What you have to do
Find every line in the records that contains the word "white" and copy each one out; case counts.

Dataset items
|---|
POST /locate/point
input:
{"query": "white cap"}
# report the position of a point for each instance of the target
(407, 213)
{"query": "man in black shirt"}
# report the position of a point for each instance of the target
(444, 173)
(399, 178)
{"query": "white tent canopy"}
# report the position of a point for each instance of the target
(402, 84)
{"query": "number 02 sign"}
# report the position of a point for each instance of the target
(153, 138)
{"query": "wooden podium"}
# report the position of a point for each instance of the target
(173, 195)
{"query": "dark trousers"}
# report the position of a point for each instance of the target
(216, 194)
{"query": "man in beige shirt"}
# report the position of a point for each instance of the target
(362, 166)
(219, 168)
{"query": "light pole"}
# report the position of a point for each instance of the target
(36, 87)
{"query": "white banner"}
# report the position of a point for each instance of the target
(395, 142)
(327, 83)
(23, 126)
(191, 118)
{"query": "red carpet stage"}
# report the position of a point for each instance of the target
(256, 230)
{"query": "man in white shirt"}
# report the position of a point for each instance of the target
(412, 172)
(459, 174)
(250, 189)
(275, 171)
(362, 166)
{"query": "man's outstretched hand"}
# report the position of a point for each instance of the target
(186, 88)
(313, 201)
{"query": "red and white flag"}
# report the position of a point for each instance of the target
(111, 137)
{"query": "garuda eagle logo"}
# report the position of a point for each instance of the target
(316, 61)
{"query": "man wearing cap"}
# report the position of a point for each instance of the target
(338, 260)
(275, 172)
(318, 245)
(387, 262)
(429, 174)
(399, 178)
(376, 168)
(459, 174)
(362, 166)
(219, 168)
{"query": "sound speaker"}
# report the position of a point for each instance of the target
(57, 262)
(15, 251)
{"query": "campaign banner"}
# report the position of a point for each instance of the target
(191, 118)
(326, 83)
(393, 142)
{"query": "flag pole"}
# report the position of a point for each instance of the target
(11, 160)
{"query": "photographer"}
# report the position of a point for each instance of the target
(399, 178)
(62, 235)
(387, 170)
|---|
Correct result
{"query": "white cap"}
{"query": "white tent canopy"}
{"query": "white banner"}
{"query": "man in white shirt"}
{"query": "red and white flag"}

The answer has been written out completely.